Task instructions
Retype each of the items below word for word, changing nothing on any line.

(Point annotation records)

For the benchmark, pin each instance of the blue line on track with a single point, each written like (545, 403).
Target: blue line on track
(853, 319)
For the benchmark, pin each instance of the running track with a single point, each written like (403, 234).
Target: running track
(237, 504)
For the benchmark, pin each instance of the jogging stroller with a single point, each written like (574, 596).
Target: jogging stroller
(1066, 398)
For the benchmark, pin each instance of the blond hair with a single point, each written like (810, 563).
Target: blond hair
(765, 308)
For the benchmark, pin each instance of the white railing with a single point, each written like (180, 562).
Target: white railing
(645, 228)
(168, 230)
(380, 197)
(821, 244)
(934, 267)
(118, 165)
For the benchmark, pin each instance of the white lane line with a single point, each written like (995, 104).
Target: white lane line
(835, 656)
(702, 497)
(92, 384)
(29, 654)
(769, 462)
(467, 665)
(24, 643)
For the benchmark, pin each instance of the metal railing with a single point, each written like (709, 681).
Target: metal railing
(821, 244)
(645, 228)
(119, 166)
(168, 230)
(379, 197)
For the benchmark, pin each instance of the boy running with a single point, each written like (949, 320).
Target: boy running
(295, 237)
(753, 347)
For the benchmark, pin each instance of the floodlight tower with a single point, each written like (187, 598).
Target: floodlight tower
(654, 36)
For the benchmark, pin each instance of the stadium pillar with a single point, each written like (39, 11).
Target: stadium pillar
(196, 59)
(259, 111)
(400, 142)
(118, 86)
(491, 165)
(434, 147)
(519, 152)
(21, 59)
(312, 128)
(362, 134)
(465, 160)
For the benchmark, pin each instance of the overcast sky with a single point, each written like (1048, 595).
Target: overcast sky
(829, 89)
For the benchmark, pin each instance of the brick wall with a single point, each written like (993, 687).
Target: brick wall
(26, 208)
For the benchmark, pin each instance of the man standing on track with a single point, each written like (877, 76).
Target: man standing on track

Written solution
For the benchmark, pin each instance of the blue line on track with a single point, each written like (545, 403).
Target: blue line on track
(853, 319)
For the benchmark, pin each instance of the running track with a single point, each written like (403, 234).
Target: running track
(237, 504)
For the benchmark, pin each instance of the jogging stroller with a single point, each written like (574, 596).
Target: jogging stroller
(1066, 398)
For the benchmark, pin each instance of the blond hair with a single point, each written like (810, 563).
Target: blond hair
(765, 308)
For the benchmark, pin each instance of the white railing with a single point, each written like (180, 562).
Target: white railing
(645, 228)
(168, 230)
(380, 197)
(821, 244)
(934, 267)
(118, 165)
For the benchmark, pin each instance of the white lane line with a single point, each written like (995, 104).
Target: white lane line
(835, 656)
(702, 497)
(92, 384)
(29, 654)
(769, 462)
(467, 665)
(24, 643)
For the benchmark, pin each instance of the metal railing with a single point, each written like (709, 681).
Target: metal railing
(821, 244)
(645, 228)
(119, 166)
(168, 230)
(379, 197)
For the benchmark, pin each instance of the boy running with a single point, each written like (949, 320).
Target: boy running
(295, 237)
(753, 347)
For the benchmark, pin each instance of the floodlight tower with a single point, each written like (187, 598).
Target: floodlight tower
(654, 36)
For the benchmark, pin each instance of the stadium pillar with a single point, each written like (39, 11).
Target: stadium pillar
(196, 59)
(259, 111)
(400, 142)
(118, 86)
(491, 165)
(434, 147)
(519, 152)
(21, 59)
(312, 128)
(362, 134)
(465, 160)
For the benchmark, pin each instance of the overcast sky with a single point, each written like (1048, 595).
Target: overcast sky
(829, 89)
For the benchmark, pin each instance of the brick wall with a single point, each written like (993, 687).
Target: brick wall
(26, 208)
For the benchmark, pin each instance of the man standing on track with a single point, each written like (877, 76).
Target: man standing on track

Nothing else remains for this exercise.